— BEGIN Working data —

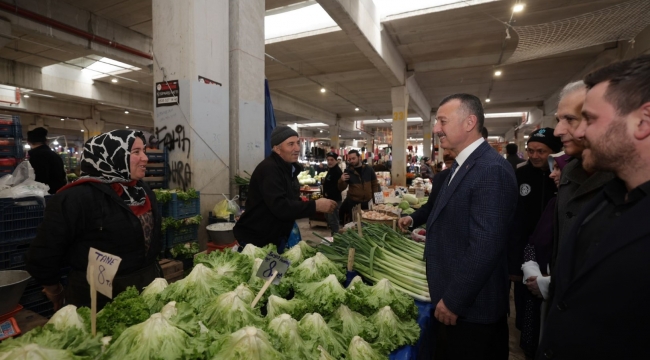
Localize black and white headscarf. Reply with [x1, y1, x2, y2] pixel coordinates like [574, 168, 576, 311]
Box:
[79, 130, 147, 206]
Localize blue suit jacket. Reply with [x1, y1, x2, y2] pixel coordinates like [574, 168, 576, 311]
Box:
[424, 142, 518, 324]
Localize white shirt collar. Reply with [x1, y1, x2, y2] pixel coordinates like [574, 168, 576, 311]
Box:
[456, 137, 485, 167]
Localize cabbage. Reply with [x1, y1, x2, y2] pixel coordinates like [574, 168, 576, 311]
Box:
[203, 291, 264, 334]
[296, 275, 346, 315]
[298, 313, 345, 359]
[140, 278, 169, 314]
[160, 264, 236, 309]
[267, 314, 314, 360]
[205, 326, 285, 360]
[266, 295, 310, 319]
[327, 305, 377, 341]
[346, 336, 388, 360]
[347, 279, 418, 320]
[369, 306, 420, 354]
[104, 313, 193, 360]
[287, 253, 345, 283]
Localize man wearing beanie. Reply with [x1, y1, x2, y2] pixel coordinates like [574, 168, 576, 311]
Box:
[233, 125, 336, 254]
[508, 128, 562, 344]
[27, 127, 68, 194]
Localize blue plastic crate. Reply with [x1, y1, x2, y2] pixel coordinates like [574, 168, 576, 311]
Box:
[163, 225, 199, 249]
[0, 124, 23, 139]
[0, 197, 45, 243]
[0, 238, 32, 270]
[159, 191, 201, 219]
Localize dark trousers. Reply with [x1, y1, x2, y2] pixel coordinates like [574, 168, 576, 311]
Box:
[432, 316, 510, 360]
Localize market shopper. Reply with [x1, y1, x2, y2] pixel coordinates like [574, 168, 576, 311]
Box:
[508, 128, 562, 338]
[27, 127, 68, 194]
[233, 125, 336, 253]
[425, 94, 517, 360]
[27, 130, 162, 310]
[538, 55, 650, 359]
[338, 150, 380, 224]
[323, 152, 343, 235]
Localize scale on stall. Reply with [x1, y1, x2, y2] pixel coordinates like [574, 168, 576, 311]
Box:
[0, 270, 31, 341]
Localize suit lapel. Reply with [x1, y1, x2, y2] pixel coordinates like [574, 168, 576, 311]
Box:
[430, 142, 489, 223]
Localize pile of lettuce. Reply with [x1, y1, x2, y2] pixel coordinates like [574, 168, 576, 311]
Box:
[0, 242, 420, 360]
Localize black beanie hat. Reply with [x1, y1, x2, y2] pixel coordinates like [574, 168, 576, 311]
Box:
[27, 127, 47, 144]
[271, 125, 298, 147]
[527, 128, 562, 154]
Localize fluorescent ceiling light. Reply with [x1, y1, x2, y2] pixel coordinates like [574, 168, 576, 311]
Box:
[81, 57, 140, 79]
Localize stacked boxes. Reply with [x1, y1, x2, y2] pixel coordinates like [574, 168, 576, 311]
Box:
[0, 115, 25, 176]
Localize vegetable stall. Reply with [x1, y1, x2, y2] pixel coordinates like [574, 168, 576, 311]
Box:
[0, 225, 428, 360]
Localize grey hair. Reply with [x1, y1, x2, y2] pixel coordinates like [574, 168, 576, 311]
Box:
[558, 80, 587, 101]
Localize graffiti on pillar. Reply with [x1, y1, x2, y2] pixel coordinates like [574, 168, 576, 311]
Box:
[156, 125, 192, 159]
[169, 161, 192, 190]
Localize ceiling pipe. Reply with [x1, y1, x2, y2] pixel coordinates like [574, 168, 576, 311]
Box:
[0, 2, 153, 60]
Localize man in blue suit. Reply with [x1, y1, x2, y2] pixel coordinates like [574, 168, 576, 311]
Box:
[424, 94, 517, 360]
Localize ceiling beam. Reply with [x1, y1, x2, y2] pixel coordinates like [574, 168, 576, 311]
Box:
[318, 0, 431, 120]
[271, 91, 337, 125]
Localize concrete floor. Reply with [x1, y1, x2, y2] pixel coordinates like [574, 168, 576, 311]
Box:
[298, 219, 526, 360]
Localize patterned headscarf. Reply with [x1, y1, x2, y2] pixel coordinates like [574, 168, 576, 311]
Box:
[79, 130, 147, 206]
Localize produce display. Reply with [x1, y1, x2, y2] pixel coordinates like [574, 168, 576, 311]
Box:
[0, 240, 420, 360]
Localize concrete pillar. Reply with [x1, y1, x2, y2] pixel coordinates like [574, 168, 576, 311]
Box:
[391, 86, 409, 186]
[422, 120, 433, 158]
[152, 0, 230, 245]
[330, 125, 340, 155]
[229, 0, 264, 198]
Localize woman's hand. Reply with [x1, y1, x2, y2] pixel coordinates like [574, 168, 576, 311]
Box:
[43, 284, 65, 312]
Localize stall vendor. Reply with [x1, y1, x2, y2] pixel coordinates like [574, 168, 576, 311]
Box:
[233, 125, 336, 253]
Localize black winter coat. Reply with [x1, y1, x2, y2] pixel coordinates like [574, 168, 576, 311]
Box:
[28, 145, 68, 194]
[233, 153, 316, 247]
[27, 181, 162, 303]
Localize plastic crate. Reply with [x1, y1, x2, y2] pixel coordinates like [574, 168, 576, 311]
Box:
[0, 238, 32, 270]
[0, 124, 23, 139]
[0, 197, 45, 243]
[0, 139, 25, 158]
[163, 225, 199, 249]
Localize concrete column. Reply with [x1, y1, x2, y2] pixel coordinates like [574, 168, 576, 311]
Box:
[152, 0, 230, 244]
[330, 125, 340, 155]
[391, 86, 409, 186]
[422, 120, 433, 158]
[230, 0, 264, 198]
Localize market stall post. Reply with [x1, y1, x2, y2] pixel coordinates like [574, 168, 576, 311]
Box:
[391, 86, 409, 186]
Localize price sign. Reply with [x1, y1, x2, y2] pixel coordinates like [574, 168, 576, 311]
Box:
[86, 248, 122, 299]
[256, 252, 291, 285]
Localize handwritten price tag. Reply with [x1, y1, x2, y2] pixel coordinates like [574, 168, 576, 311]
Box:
[86, 248, 122, 299]
[256, 252, 291, 285]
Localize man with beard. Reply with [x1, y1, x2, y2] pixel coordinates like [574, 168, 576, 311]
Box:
[538, 55, 650, 359]
[338, 150, 380, 224]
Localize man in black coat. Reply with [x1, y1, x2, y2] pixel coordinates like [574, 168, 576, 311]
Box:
[233, 125, 336, 254]
[27, 127, 68, 194]
[537, 55, 650, 359]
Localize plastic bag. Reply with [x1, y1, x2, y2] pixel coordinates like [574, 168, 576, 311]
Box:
[212, 194, 239, 219]
[0, 161, 50, 200]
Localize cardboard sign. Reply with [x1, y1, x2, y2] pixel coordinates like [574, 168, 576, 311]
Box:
[86, 248, 122, 299]
[256, 252, 291, 285]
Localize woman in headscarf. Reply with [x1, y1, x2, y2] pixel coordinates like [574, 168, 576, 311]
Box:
[27, 130, 162, 310]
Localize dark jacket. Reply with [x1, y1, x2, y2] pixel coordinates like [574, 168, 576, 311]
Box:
[537, 183, 650, 360]
[338, 165, 380, 203]
[28, 145, 68, 194]
[323, 165, 343, 201]
[508, 162, 557, 275]
[506, 155, 526, 171]
[424, 142, 517, 324]
[233, 153, 316, 247]
[410, 169, 450, 228]
[27, 181, 162, 304]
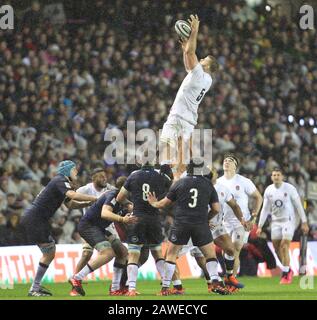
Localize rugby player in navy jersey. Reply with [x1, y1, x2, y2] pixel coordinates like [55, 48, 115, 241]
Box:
[21, 160, 97, 297]
[117, 163, 173, 296]
[148, 161, 228, 295]
[69, 177, 137, 296]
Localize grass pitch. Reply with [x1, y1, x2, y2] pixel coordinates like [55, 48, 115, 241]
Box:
[0, 277, 317, 301]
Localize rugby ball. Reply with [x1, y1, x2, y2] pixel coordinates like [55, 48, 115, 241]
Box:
[175, 20, 192, 39]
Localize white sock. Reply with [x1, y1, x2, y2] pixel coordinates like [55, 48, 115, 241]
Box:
[127, 263, 139, 291]
[111, 264, 125, 291]
[162, 261, 176, 288]
[206, 258, 219, 281]
[173, 279, 182, 286]
[74, 264, 94, 280]
[155, 259, 165, 279]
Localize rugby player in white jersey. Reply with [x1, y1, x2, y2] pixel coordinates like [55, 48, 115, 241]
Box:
[160, 15, 219, 175]
[75, 168, 117, 273]
[174, 166, 247, 294]
[217, 155, 263, 276]
[257, 168, 309, 284]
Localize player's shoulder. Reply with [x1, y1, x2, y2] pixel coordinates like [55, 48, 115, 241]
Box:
[76, 182, 94, 194]
[283, 181, 297, 192]
[214, 179, 230, 193]
[235, 173, 254, 184]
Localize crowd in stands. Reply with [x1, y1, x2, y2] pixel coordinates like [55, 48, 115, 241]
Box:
[0, 0, 317, 246]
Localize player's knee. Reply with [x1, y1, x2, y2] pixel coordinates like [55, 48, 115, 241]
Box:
[224, 245, 234, 256]
[40, 240, 56, 260]
[81, 250, 93, 260]
[95, 240, 114, 255]
[139, 247, 150, 266]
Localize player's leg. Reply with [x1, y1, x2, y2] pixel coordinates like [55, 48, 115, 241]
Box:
[232, 226, 245, 277]
[75, 241, 94, 273]
[159, 117, 180, 165]
[127, 243, 143, 296]
[160, 224, 190, 295]
[214, 234, 244, 289]
[198, 240, 229, 295]
[280, 222, 295, 284]
[28, 239, 56, 296]
[271, 223, 289, 284]
[149, 244, 165, 279]
[21, 214, 56, 296]
[191, 223, 228, 295]
[69, 239, 115, 296]
[160, 242, 182, 295]
[145, 217, 165, 279]
[108, 235, 128, 295]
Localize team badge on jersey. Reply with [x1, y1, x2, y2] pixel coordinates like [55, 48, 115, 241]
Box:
[65, 182, 72, 189]
[171, 234, 177, 241]
[131, 236, 139, 243]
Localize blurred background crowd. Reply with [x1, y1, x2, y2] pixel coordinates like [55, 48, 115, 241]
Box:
[0, 0, 317, 250]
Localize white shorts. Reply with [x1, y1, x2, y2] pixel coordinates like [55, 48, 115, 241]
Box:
[82, 223, 120, 252]
[224, 223, 250, 246]
[211, 223, 228, 240]
[160, 115, 195, 147]
[271, 221, 295, 241]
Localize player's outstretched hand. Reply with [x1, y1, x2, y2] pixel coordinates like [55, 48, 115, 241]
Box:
[147, 192, 157, 204]
[256, 227, 262, 237]
[122, 213, 138, 224]
[178, 38, 188, 50]
[301, 222, 309, 234]
[188, 14, 200, 31]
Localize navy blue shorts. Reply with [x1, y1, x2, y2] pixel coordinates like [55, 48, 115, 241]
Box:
[168, 223, 212, 247]
[127, 216, 164, 245]
[20, 209, 53, 245]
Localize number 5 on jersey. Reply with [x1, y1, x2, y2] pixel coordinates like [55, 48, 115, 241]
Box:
[142, 183, 150, 201]
[188, 188, 198, 208]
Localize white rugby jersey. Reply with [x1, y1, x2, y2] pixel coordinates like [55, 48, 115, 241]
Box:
[170, 63, 212, 125]
[76, 182, 115, 214]
[259, 182, 307, 228]
[211, 183, 233, 225]
[217, 174, 256, 224]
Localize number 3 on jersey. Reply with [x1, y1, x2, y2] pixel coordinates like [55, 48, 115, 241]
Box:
[188, 188, 198, 208]
[196, 89, 206, 102]
[142, 183, 150, 201]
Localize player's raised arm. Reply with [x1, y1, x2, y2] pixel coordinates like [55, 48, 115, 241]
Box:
[179, 38, 190, 72]
[251, 189, 263, 223]
[184, 14, 199, 70]
[65, 190, 97, 202]
[147, 192, 172, 209]
[227, 198, 247, 229]
[256, 193, 271, 236]
[101, 205, 138, 224]
[291, 188, 309, 234]
[64, 198, 95, 209]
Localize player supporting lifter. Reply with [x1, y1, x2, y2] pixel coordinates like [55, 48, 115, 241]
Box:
[173, 166, 247, 292]
[160, 15, 219, 176]
[148, 161, 228, 296]
[217, 154, 262, 276]
[21, 160, 97, 297]
[72, 168, 116, 273]
[257, 168, 309, 284]
[69, 177, 137, 296]
[117, 163, 173, 296]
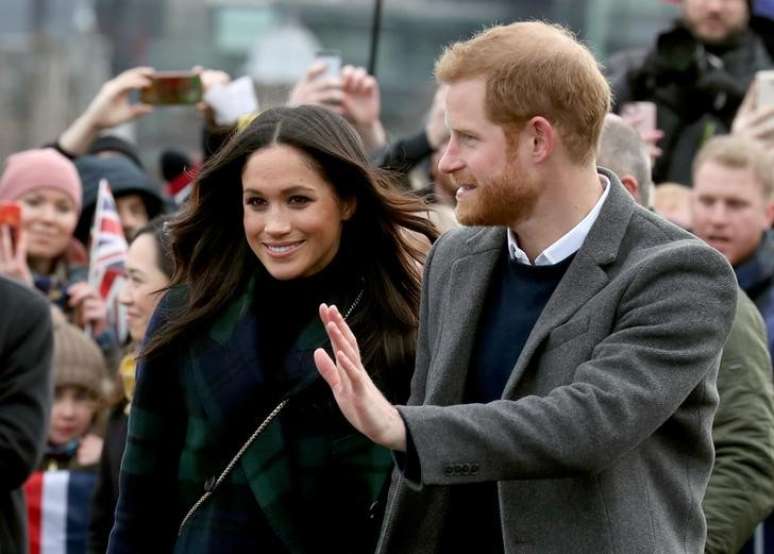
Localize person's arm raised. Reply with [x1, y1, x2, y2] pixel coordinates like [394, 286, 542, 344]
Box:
[314, 304, 406, 452]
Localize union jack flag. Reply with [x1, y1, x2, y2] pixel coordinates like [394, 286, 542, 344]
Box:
[24, 470, 97, 554]
[89, 179, 129, 344]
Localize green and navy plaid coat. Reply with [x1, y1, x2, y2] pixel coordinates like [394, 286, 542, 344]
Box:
[108, 285, 392, 553]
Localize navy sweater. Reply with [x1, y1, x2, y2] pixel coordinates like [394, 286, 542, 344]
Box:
[442, 249, 575, 554]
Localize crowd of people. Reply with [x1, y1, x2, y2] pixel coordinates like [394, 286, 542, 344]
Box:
[0, 0, 774, 554]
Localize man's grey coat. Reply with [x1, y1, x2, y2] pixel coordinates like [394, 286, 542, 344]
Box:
[378, 175, 736, 554]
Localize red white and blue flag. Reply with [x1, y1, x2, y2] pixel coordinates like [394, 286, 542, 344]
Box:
[24, 470, 97, 554]
[89, 179, 129, 344]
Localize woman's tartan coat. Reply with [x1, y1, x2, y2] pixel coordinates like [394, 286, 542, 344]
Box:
[108, 283, 392, 553]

— END Working data —

Extract verbatim the lines starting at the one containing "Localize cabbage. Reply" and ending at the one containing "[430, 142, 489, 223]", with both of those lines included.

Localize cabbage. Reply with [x1, y1, x2, y2] pixel coordinates like [574, 168, 576, 311]
Box:
[203, 291, 264, 334]
[296, 275, 346, 315]
[298, 313, 345, 359]
[140, 278, 169, 314]
[160, 264, 236, 309]
[267, 314, 314, 360]
[205, 326, 285, 360]
[266, 295, 310, 319]
[327, 305, 377, 341]
[346, 336, 388, 360]
[347, 279, 418, 320]
[369, 306, 420, 354]
[104, 313, 193, 360]
[287, 253, 345, 283]
Localize man wearing beanie. Reply with [x1, y1, x2, y2] pixel coordinates like [574, 168, 576, 311]
Box:
[233, 125, 336, 254]
[508, 128, 562, 344]
[27, 127, 68, 194]
Localize blue plastic crate. Reply with [x1, y1, x2, y2] pixel coordinates like [574, 168, 576, 311]
Box:
[163, 225, 199, 249]
[0, 124, 23, 139]
[0, 197, 45, 243]
[0, 238, 32, 270]
[159, 191, 201, 219]
Localize dark trousers. Reply with [x1, y1, x2, y2] pixel coordinates like [574, 168, 576, 311]
Box:
[432, 316, 510, 360]
Localize market shopper. Reply with [x1, y1, x2, y2] pixel coordinates like [574, 168, 576, 311]
Box:
[508, 128, 562, 338]
[27, 127, 68, 194]
[233, 125, 336, 253]
[425, 94, 517, 360]
[27, 130, 162, 310]
[538, 55, 650, 359]
[338, 150, 380, 224]
[323, 152, 343, 235]
Localize scale on stall. Reply with [x1, y1, x2, y2] pixel coordinates like [574, 168, 576, 311]
Box:
[0, 270, 31, 341]
Localize suit lapel. Reply with [x1, y1, x2, y2] pixel coordinates like [574, 168, 576, 311]
Box:
[430, 142, 489, 223]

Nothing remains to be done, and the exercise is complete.